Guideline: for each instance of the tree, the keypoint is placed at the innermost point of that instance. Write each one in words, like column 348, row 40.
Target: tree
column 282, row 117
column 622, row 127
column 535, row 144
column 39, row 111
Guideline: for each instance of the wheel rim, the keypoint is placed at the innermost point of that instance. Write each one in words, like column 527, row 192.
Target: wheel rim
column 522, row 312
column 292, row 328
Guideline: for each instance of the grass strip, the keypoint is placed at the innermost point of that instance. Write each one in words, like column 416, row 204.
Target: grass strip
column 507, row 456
====================
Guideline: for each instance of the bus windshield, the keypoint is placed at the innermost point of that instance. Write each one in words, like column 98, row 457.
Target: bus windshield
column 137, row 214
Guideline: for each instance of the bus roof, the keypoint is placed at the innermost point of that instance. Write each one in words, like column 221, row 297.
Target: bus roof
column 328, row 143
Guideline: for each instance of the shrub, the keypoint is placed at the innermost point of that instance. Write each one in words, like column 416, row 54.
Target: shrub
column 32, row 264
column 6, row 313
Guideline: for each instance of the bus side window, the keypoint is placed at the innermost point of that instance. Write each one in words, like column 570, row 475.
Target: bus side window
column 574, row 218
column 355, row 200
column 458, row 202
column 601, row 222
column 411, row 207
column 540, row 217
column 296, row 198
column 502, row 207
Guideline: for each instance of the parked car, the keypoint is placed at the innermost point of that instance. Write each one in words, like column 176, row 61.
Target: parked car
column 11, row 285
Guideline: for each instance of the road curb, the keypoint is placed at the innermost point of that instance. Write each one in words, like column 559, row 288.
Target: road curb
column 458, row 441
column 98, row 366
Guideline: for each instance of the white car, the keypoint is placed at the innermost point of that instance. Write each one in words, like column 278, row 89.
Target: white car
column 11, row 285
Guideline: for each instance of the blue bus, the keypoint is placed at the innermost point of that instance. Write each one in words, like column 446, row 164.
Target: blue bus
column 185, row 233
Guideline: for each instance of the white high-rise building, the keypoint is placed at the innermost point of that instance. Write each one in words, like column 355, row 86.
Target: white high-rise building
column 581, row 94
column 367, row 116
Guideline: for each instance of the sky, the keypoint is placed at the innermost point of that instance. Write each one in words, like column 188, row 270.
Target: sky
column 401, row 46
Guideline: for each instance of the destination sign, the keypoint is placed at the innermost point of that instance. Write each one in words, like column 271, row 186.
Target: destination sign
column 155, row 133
====================
● **What to work on**
Of the entries above, repeat exactly the lines from the line with "Guideline: for each instance of the bus windshield, the" through the line with "Guideline: for each instance of the bus roof, the", both of them included.

● **Answer for the task**
Guideline: for each instance of the bus windshield, the keypoint is placed at the innermost point of that instance. Write each one in words, like column 98, row 457.
Target: bus windshield
column 137, row 214
Guideline: for each instance of the bus roof, the keypoint is placed at the innermost point of that instance. Write each one in words, like column 221, row 297.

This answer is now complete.